[Records from a data source]
^^^^

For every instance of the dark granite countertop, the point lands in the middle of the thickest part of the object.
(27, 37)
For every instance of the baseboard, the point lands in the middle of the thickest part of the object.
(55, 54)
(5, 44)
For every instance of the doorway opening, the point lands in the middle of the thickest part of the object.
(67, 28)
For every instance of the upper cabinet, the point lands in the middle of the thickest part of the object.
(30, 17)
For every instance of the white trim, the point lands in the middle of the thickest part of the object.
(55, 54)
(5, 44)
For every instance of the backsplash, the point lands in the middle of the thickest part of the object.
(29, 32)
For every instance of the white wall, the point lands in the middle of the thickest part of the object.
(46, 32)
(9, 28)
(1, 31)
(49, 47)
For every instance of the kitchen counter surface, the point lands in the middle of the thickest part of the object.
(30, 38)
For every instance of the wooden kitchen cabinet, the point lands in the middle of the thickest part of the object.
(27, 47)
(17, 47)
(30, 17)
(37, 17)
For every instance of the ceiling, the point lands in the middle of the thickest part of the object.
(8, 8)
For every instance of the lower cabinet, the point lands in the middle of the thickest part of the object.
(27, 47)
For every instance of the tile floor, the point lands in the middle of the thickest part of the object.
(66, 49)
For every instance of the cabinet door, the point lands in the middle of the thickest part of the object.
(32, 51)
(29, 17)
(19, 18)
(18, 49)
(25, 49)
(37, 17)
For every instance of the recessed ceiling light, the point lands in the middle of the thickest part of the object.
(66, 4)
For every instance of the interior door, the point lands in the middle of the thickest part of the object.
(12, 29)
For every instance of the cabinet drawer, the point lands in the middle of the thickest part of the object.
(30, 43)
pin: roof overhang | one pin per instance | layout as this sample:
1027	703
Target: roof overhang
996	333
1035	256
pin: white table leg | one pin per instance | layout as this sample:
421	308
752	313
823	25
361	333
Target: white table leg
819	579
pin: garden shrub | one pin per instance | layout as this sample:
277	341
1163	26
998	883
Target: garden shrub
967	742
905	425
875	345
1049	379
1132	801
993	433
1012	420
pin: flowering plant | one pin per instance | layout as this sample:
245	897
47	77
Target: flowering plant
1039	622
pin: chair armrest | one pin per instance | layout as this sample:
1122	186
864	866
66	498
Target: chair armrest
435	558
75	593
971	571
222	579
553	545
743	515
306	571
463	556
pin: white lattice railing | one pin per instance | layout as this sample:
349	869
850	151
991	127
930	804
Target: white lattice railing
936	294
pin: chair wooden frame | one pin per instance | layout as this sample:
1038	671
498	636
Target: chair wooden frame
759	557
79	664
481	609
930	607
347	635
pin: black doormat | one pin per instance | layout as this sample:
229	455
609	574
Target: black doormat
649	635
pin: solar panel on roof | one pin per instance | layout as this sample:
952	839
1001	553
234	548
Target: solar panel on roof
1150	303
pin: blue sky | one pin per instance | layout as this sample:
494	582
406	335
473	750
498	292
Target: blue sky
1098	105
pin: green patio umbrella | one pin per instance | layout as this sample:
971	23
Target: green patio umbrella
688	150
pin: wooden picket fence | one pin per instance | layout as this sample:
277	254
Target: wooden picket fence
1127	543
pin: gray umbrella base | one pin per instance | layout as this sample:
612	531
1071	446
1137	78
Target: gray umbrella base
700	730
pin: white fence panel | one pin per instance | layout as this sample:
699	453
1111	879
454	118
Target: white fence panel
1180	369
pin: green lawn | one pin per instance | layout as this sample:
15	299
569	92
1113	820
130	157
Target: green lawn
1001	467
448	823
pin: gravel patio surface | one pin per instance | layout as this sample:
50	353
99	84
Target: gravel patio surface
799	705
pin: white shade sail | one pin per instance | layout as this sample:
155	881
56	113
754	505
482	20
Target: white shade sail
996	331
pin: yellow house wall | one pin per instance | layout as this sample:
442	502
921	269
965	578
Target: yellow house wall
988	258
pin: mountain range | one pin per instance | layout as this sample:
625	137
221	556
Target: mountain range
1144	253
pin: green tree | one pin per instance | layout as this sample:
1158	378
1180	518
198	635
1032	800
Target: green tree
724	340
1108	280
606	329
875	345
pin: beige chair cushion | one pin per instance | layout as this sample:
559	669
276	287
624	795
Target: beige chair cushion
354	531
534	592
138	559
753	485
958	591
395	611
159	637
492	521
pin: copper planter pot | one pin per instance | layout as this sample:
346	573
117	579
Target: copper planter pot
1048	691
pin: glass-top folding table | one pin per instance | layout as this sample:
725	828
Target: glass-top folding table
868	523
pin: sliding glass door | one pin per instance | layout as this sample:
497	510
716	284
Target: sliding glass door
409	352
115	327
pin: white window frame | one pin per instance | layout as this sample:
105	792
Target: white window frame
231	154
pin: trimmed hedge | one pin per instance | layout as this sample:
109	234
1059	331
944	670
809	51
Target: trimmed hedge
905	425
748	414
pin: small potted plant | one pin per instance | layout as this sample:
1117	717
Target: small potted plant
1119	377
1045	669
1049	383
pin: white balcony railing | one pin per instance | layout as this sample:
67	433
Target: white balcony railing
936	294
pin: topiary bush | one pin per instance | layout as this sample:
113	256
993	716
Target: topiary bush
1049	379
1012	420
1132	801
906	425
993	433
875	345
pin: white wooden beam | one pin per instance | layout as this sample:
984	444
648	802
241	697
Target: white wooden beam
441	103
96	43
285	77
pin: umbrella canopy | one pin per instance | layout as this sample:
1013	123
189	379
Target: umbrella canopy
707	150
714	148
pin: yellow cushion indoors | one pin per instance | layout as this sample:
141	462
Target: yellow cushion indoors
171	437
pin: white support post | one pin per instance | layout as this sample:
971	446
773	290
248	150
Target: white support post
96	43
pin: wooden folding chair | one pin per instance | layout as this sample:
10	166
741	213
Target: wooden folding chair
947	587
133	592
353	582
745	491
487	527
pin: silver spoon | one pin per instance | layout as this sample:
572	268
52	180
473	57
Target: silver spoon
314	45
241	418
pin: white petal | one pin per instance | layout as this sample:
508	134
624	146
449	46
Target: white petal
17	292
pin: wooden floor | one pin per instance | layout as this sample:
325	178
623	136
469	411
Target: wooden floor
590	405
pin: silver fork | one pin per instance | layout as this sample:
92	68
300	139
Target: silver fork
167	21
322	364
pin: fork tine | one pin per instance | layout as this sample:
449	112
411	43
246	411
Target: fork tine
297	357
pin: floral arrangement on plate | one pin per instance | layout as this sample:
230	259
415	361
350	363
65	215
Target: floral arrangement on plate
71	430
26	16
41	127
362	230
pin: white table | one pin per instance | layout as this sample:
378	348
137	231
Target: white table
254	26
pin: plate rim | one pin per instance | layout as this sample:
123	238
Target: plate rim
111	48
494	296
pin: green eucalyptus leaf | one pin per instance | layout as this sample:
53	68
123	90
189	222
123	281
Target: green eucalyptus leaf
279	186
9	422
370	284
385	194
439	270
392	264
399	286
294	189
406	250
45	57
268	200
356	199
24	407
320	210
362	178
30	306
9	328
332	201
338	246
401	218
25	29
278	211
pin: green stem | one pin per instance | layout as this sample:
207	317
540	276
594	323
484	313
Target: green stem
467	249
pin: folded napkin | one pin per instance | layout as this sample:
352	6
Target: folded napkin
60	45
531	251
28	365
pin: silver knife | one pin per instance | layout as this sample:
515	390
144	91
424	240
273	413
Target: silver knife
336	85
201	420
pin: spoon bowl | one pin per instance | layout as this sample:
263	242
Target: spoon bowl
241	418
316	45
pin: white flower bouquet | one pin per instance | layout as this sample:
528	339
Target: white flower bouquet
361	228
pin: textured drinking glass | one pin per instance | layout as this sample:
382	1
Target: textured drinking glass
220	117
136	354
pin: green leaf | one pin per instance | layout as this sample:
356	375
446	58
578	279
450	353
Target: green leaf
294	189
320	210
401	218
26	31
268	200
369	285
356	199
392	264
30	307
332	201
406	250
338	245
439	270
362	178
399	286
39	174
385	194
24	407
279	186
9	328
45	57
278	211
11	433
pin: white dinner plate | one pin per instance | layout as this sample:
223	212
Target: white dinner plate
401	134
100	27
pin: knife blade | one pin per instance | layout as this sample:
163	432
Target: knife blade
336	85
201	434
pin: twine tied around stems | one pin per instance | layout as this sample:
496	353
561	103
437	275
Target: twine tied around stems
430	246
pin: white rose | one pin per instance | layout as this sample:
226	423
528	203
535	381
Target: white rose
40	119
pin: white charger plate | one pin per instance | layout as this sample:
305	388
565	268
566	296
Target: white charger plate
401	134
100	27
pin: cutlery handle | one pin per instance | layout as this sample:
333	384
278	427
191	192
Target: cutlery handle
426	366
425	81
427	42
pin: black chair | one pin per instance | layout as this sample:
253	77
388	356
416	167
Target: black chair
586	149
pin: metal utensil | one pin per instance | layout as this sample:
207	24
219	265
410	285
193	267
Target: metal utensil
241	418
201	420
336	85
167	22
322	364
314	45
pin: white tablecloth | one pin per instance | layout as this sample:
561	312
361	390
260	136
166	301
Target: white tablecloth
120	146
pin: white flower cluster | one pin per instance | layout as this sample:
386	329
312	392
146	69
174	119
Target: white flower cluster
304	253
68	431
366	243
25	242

^^^^

**What the exercise asks**:
The lines to write out run from the one with "pin: white flower cluster" through the end of the records. Give them exactly, and only them.

**Exercise solution**:
pin: white flower cluster | one pin per instance | layout as this sample:
386	329
312	392
146	69
174	119
Target: white flower cluster
304	253
68	431
366	243
25	242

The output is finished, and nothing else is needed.